What is needed:
Could you lay out the rows below as a Markdown table with the columns No. and Row text, numbering each line and leaving out blank lines?
--- Begin Data extract ---
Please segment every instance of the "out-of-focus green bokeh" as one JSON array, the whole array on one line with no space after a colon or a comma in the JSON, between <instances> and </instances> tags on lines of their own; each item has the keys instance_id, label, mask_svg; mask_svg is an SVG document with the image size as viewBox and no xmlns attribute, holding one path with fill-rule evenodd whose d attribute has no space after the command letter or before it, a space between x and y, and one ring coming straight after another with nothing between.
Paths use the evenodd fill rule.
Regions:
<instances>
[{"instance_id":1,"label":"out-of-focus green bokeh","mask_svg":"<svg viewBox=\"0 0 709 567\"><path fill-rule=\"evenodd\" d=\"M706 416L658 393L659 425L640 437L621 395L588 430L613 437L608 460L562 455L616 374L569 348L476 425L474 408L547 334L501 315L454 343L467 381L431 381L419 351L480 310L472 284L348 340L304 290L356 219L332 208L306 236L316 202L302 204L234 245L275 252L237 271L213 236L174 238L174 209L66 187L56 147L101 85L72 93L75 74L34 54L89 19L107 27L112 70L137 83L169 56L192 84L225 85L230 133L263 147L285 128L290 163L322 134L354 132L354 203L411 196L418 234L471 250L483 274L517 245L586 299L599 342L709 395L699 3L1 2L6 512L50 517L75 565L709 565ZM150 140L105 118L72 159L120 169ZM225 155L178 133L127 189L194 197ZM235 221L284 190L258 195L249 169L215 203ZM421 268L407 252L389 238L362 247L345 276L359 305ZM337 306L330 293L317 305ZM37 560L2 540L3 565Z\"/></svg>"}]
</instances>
--- End Data extract ---
Response for this exercise:
| No. | Row text |
|---|---|
| 1 | Please segment every instance of the "out-of-focus green bokeh" as one JSON array, the whole array on one line with no space after a colon or a comma in the JSON, between <instances> and </instances> tags on lines of their own; each item has the keys instance_id, label, mask_svg; mask_svg is an SVG document with the image size as viewBox and no xmlns attribute, holding one path with fill-rule evenodd whose d attribute has no space after the command letter or before it, a space between x and y, and one ring coming straight after another with nothing between. |
| 2 | Paths use the evenodd fill rule. |
| 3 | Regions: |
| 4 | <instances> |
| 5 | [{"instance_id":1,"label":"out-of-focus green bokeh","mask_svg":"<svg viewBox=\"0 0 709 567\"><path fill-rule=\"evenodd\" d=\"M706 416L658 393L659 425L640 437L621 395L588 430L613 437L608 460L562 455L616 374L569 348L476 425L474 408L547 334L501 315L454 343L467 381L431 381L419 351L480 310L472 284L348 340L304 290L356 219L332 208L306 236L316 202L302 204L234 245L275 252L237 271L213 236L174 238L174 209L66 187L56 147L101 85L72 93L75 74L34 54L89 19L107 27L112 70L137 83L169 56L192 84L225 85L230 133L263 147L285 128L290 163L322 134L354 132L354 203L411 196L418 234L471 250L483 274L517 245L586 299L599 342L709 395L699 3L1 2L6 512L50 517L75 565L709 565ZM150 140L105 118L72 159L120 169ZM225 155L178 133L127 189L194 197ZM235 221L284 190L258 195L249 169L215 203ZM421 268L407 252L389 238L362 247L345 276L359 305ZM337 306L330 293L317 305ZM37 560L2 540L3 565Z\"/></svg>"}] |
| 6 | </instances> |